-- begin Records supplied --

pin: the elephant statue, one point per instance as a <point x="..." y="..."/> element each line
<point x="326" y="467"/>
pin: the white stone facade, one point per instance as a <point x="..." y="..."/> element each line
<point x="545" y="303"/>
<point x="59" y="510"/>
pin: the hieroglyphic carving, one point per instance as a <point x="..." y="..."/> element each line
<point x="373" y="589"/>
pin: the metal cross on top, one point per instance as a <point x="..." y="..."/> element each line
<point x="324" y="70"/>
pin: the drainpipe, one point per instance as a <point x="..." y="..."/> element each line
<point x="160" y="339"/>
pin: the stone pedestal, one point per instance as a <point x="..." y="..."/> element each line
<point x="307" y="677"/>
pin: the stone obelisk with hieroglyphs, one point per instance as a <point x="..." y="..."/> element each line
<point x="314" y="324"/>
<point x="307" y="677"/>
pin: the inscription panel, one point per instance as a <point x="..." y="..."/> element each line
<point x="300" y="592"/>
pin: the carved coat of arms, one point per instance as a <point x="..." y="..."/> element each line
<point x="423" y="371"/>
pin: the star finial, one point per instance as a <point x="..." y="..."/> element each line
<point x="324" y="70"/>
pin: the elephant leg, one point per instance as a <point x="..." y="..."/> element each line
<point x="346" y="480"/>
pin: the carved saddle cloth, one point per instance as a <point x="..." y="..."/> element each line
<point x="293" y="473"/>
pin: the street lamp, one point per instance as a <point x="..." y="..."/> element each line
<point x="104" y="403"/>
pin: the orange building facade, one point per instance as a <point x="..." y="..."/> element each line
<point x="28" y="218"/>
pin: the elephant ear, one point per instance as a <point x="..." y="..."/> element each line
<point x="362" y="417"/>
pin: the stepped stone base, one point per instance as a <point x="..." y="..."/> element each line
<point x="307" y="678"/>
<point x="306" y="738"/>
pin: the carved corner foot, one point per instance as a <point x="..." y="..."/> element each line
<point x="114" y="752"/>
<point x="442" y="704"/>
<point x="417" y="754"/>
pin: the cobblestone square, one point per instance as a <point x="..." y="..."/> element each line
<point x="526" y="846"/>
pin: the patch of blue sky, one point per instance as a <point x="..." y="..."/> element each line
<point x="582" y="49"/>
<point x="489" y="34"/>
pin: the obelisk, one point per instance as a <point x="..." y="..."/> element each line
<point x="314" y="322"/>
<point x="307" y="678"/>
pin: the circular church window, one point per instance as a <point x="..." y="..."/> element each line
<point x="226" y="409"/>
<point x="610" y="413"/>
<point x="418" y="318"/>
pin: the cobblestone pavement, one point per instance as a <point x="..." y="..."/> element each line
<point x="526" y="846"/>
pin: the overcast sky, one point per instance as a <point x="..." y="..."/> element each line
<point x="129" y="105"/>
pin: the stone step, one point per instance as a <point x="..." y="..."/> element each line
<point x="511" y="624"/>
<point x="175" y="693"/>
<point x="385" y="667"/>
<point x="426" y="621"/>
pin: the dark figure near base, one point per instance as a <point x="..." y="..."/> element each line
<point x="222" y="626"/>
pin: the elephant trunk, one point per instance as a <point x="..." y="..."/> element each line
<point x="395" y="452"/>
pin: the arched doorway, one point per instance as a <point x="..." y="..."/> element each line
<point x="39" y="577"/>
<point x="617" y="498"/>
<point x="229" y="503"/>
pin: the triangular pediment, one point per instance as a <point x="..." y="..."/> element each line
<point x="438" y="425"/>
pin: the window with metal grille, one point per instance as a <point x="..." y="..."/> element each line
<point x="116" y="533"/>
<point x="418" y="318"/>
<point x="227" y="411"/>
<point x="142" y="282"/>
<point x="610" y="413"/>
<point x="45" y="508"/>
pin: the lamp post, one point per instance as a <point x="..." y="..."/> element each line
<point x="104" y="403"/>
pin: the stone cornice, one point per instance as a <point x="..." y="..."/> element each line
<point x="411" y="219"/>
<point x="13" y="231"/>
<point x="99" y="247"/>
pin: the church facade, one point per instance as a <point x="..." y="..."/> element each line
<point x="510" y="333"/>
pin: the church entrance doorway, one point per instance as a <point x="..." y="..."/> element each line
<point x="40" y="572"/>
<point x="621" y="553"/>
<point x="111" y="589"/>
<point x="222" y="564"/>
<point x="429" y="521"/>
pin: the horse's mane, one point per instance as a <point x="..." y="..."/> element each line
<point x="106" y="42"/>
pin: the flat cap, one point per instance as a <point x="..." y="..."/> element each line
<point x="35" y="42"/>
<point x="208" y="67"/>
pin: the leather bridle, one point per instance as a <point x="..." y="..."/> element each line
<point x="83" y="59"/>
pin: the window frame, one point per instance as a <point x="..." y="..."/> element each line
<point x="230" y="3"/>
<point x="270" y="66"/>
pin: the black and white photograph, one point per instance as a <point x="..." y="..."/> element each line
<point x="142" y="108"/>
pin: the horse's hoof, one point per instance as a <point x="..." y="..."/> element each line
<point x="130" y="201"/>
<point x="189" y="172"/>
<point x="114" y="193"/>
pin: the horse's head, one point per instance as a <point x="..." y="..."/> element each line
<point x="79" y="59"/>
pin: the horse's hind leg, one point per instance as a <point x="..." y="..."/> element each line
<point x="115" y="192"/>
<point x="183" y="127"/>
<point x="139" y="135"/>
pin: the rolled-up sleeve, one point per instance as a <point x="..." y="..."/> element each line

-- end Records supplied --

### [Set exercise]
Restate the whole listing exactly.

### [Task solution]
pin: the elephant statue, one point per instance as a <point x="..." y="..."/> element each line
<point x="326" y="467"/>
pin: the white stone facade, one point per instance as a <point x="..." y="..."/> element each line
<point x="545" y="303"/>
<point x="59" y="510"/>
pin: the hieroglyphic carving, one point per instance as a <point x="..." y="..."/> element each line
<point x="373" y="589"/>
pin: the metal cross on top, one point per instance as a <point x="..." y="..."/> element each line
<point x="324" y="70"/>
pin: the drainpipe, one point per instance as a <point x="..." y="..."/> element each line
<point x="160" y="339"/>
pin: the stone pedestal, one point per instance as a <point x="..." y="..."/> element each line
<point x="307" y="677"/>
pin: the stone obelisk with hieroglyphs, one point per instance as a <point x="..." y="..."/> element each line
<point x="314" y="324"/>
<point x="307" y="677"/>
pin: the inscription panel, one point per instance as a <point x="..." y="..."/> element each line
<point x="300" y="592"/>
pin: the carved coat of arms, one point per instance as a <point x="..." y="..."/> element each line
<point x="423" y="371"/>
pin: the star finial, one point per instance as a <point x="..." y="..."/> element each line
<point x="324" y="70"/>
pin: the elephant leg, one point per instance as a <point x="..." y="..."/> element each line
<point x="346" y="480"/>
pin: the carved saddle cloth, one point per instance as a <point x="..." y="..."/> element each line
<point x="293" y="473"/>
pin: the street lamp, one point per instance as a <point x="..." y="..."/> element each line
<point x="104" y="403"/>
pin: the orange building facade, one point per instance as a <point x="..." y="..."/> element each line
<point x="28" y="218"/>
pin: the elephant ear, one point per instance as a <point x="..." y="..."/> element each line
<point x="362" y="417"/>
pin: the stepped stone base, one point per instance as a <point x="..." y="..."/> element each line
<point x="307" y="678"/>
<point x="306" y="738"/>
pin: the carved corner foot, one point per instance as a <point x="..." y="..."/> element each line
<point x="114" y="752"/>
<point x="442" y="704"/>
<point x="417" y="754"/>
pin: the cobblestone square, one point per instance as a <point x="..." y="..."/> element each line
<point x="526" y="846"/>
pin: the patch of blue sky, one point per instance as a <point x="..." y="..."/> element each line
<point x="582" y="49"/>
<point x="489" y="34"/>
pin: the obelisk, one point per instance as a <point x="..." y="..."/> element each line
<point x="314" y="322"/>
<point x="307" y="678"/>
pin: the circular church window, one point per instance as a <point x="..." y="..."/> element each line
<point x="226" y="409"/>
<point x="610" y="413"/>
<point x="418" y="318"/>
pin: the cobblestone pavement, one point per instance as a <point x="..." y="..."/> element each line
<point x="526" y="846"/>
pin: the overcast sky, one point per instance as a <point x="..." y="..."/> element each line
<point x="129" y="105"/>
pin: the stone step, one point per instance as a <point x="..." y="..."/> element each line
<point x="511" y="624"/>
<point x="175" y="693"/>
<point x="385" y="667"/>
<point x="426" y="621"/>
pin: the dark figure near base, one point per instance as a <point x="..." y="..."/> element each line
<point x="222" y="626"/>
pin: the elephant trunk, one point per instance as a <point x="..." y="..."/> element each line
<point x="395" y="452"/>
pin: the arched doorway, one point per instance as a <point x="..." y="..."/> element each line
<point x="39" y="577"/>
<point x="617" y="498"/>
<point x="229" y="503"/>
pin: the triangular pediment, one point per instance as a <point x="..." y="..."/> element each line
<point x="438" y="425"/>
pin: the window with metal grille, one point per instance as a <point x="..." y="..."/> element each line
<point x="116" y="533"/>
<point x="418" y="318"/>
<point x="227" y="411"/>
<point x="142" y="282"/>
<point x="610" y="413"/>
<point x="45" y="508"/>
pin: the lamp post, one point per instance as a <point x="..." y="..."/> element each line
<point x="104" y="403"/>
pin: the stone cornice, one point per instance as a <point x="..." y="..."/> element each line
<point x="411" y="219"/>
<point x="13" y="231"/>
<point x="99" y="247"/>
pin: the church facade, one point per instance as a <point x="..." y="..."/> element each line
<point x="510" y="333"/>
pin: the church entrance doorway, one point per instance as a <point x="..." y="..."/> element each line
<point x="40" y="572"/>
<point x="621" y="553"/>
<point x="111" y="589"/>
<point x="222" y="564"/>
<point x="429" y="521"/>
pin: the horse's mane, one point per instance as a <point x="..." y="..."/> element each line
<point x="106" y="42"/>
pin: the flat cap, one point per instance as a <point x="..." y="..."/> element each line
<point x="35" y="42"/>
<point x="208" y="67"/>
pin: the leather bridle, one point per instance as a <point x="..." y="..."/> element each line
<point x="83" y="59"/>
pin: the window frame, one point per instance as a <point x="..." y="..."/> element each line
<point x="230" y="3"/>
<point x="270" y="66"/>
pin: the black and white photograph, one point per instance as a <point x="..." y="..."/> element each line
<point x="142" y="108"/>
pin: the horse's hoof, one point per instance as a <point x="..." y="..."/> element each line
<point x="130" y="201"/>
<point x="189" y="172"/>
<point x="114" y="193"/>
pin: the horse's head, one point per instance as a <point x="..." y="..."/> element each line
<point x="79" y="59"/>
pin: the horse's hind leg, one point per instance as a <point x="..." y="..."/> element each line
<point x="115" y="192"/>
<point x="183" y="127"/>
<point x="139" y="135"/>
pin: the rolled-up sleeve, one point per instance as a <point x="..." y="..."/> element each line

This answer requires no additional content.